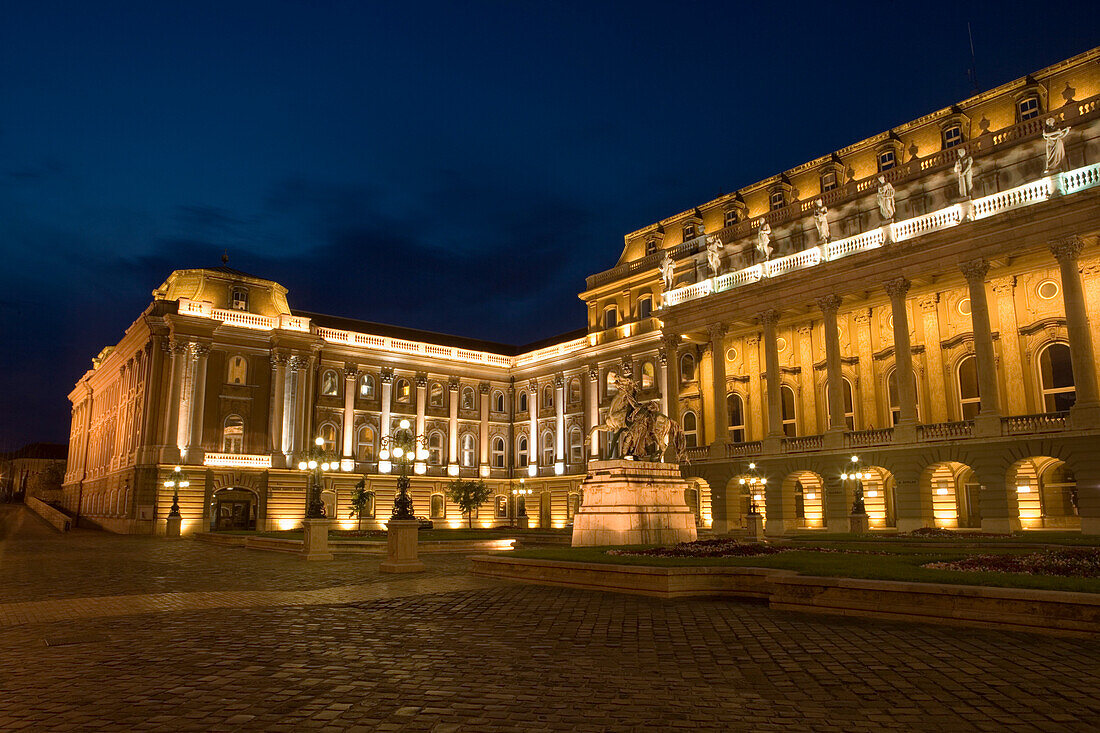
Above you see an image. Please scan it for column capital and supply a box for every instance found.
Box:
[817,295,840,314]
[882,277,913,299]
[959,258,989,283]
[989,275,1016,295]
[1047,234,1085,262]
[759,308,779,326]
* * *
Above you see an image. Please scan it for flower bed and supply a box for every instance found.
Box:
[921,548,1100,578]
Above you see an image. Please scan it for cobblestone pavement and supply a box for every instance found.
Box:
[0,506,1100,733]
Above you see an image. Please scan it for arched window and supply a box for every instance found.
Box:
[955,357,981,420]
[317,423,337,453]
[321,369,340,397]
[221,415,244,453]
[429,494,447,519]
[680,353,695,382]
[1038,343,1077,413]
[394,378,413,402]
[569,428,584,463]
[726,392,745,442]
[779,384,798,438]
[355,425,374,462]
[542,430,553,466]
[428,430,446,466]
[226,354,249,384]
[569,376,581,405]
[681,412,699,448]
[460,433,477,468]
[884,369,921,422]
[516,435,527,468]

* WHAT IS EXPECTED *
List each line in the items above that contains the string "Please"; capitalization must match.

* FINISHED EXERCISE *
Above you see an image. Please scan it for column capital and supply a box for every instance found.
Above you see an image. Please scan it for flower bed and supply a box for every instance found.
Above you see an image. Please scan it for cobblestone pavement and supply a box for every instance found.
Above you see an image. Please scan it for arched window and supply a box for every instance found.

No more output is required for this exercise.